By CASEY SMITH
The Associated Press/Report for America
INDIANAPOLIS — Indiana state leaders said they’re working to meet President Joe Biden’s directive to make all adults eligible to receive the coronavirus vaccine by May 1, but blamed expansion delays on too few shots coming from the federal government.
When federal officials determine states’ allocations of vaccines each week, Indiana “always seeks as many doses as possible,” state health commissioner Dr. Kristina Box said Wednesday.
But Indiana has received several thousand fewer doses than many other states in recent weeks, she said. Last week, Indiana was fifth from the bottom for doses delivered per 100,000 residents. As of Tuesday, the state was ranked 35th.
Noting that Indiana is the 17th most populated state, Box said the disparity in vaccine allocation equates to “thousands” of missed shots for Hoosiers.
“We have said all along that the one thing that limits our ability to open vaccine eligibility more broadly is the amount of vaccine Indiana is receiving each week,” Box said, emphasizing that the state's ability to expand vaccine eligibility further will depend on increased supply. “Our goal is to get more shots in arms and Indiana, so we’re eager for the vaccine supply to increase substantially.”
Indiana health officials were reassured by the federal government that all states should begin to receive “large amounts of vaccine” by the last week of March and into April, Box said. Once that happens, eligibility should open up for everyone in the state at that time, she continued.
Of the doses Indiana has received so far, more than 85% has been administered, which Box noted is above the national average of 80%.
“This demonstrates how quickly we are working to get vaccines, once received, into the arms of Hoosiers,” she said. “We have demonstrated repeatedly that we have the ability to get shots and arms quickly, equitably and safely. And we will continue to advocate for more doses for Hoosiers.”
As Indiana awaits further vaccine, Gov. Eric Holcomb said he’ll discuss next steps for the state’s rollout of shots and possible lifts on statewide restrictions in a statewide address Tuesday evening.
More than 1.3 million Hoosiers have received their first dose of vaccine, an increase of nearly 147,000 from last week, Box said. Around 870,000 people across Indiana are now fully vaccinated, which represents nearly 20% of the state’s population.

(Extracted data entries)
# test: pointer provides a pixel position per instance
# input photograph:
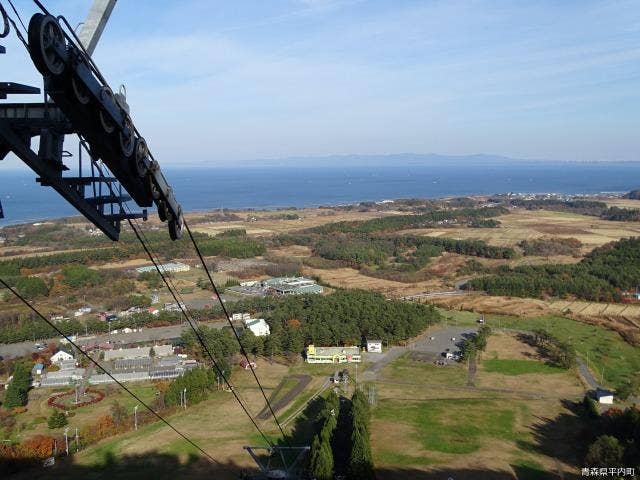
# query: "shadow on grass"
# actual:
(564, 437)
(155, 466)
(151, 466)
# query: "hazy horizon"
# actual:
(221, 83)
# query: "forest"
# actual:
(545, 247)
(601, 276)
(390, 253)
(401, 222)
(236, 246)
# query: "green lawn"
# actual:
(454, 426)
(406, 369)
(606, 350)
(518, 367)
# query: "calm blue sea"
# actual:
(205, 188)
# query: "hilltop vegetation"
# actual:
(402, 222)
(601, 276)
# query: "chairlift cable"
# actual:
(136, 397)
(183, 309)
(226, 313)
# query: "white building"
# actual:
(604, 396)
(259, 327)
(374, 346)
(126, 353)
(163, 350)
(61, 356)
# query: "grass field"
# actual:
(35, 418)
(405, 369)
(435, 426)
(518, 367)
(609, 356)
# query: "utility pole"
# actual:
(356, 375)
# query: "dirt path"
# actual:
(303, 381)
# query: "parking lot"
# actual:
(425, 345)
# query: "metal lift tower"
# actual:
(78, 101)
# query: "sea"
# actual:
(271, 187)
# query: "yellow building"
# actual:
(333, 354)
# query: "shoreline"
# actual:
(275, 208)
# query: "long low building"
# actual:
(127, 353)
(333, 354)
(121, 377)
(292, 286)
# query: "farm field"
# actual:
(606, 352)
(216, 424)
(521, 224)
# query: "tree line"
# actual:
(601, 276)
(17, 393)
(475, 344)
(592, 208)
(347, 317)
(550, 246)
(402, 222)
(559, 353)
(611, 439)
(321, 461)
(128, 247)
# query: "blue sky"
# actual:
(222, 82)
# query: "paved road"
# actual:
(146, 335)
(587, 375)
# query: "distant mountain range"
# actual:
(400, 159)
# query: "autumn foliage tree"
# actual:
(38, 446)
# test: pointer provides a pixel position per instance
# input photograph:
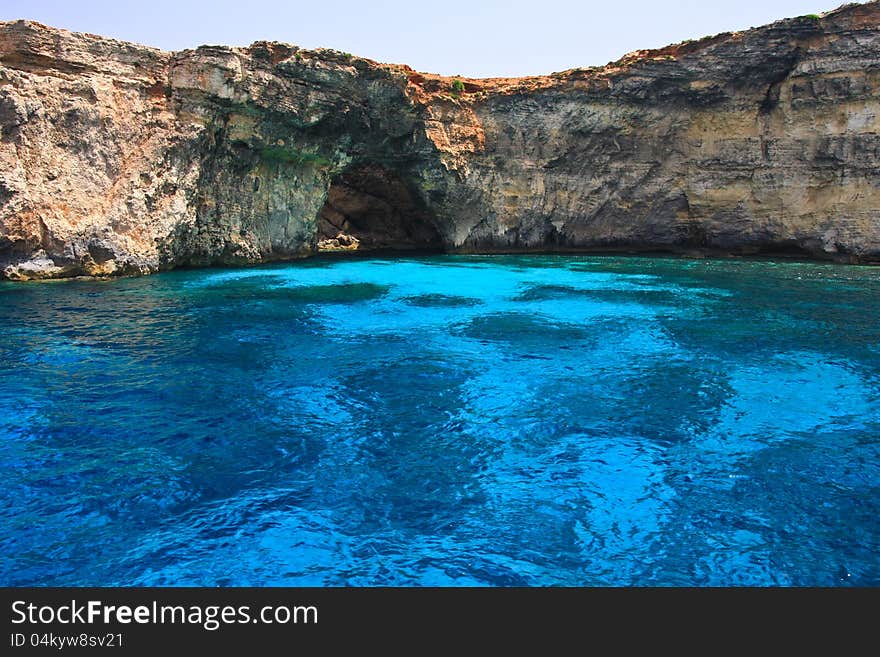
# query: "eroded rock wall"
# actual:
(121, 159)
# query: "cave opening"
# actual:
(370, 208)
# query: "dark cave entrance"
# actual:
(370, 208)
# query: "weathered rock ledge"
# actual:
(120, 159)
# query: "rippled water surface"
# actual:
(444, 420)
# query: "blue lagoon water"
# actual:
(449, 420)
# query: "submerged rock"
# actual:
(117, 159)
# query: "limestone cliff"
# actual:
(121, 159)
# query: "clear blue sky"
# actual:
(453, 37)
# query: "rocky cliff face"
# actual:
(121, 159)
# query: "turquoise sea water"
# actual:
(448, 420)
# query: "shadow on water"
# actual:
(504, 420)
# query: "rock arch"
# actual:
(370, 207)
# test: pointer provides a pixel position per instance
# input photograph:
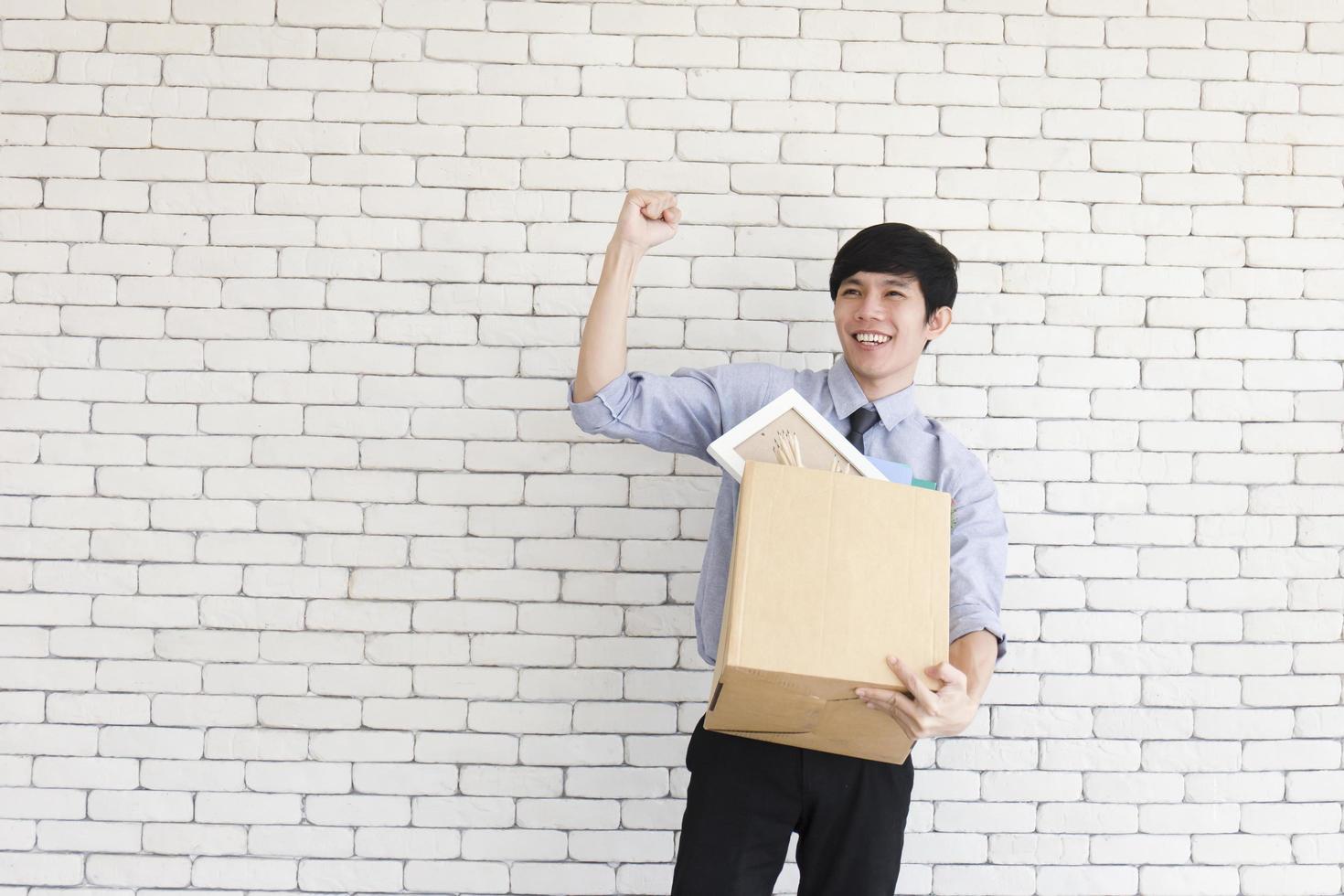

- [Your instructions]:
Give the name of every person mentioned in the article about Indiana's vaccine rollout. Rely only on the article about Indiana's vaccine rollout.

- [Solution]:
Casey Smith, Joe Biden, Dr. Kristina Box, Eric Holcomb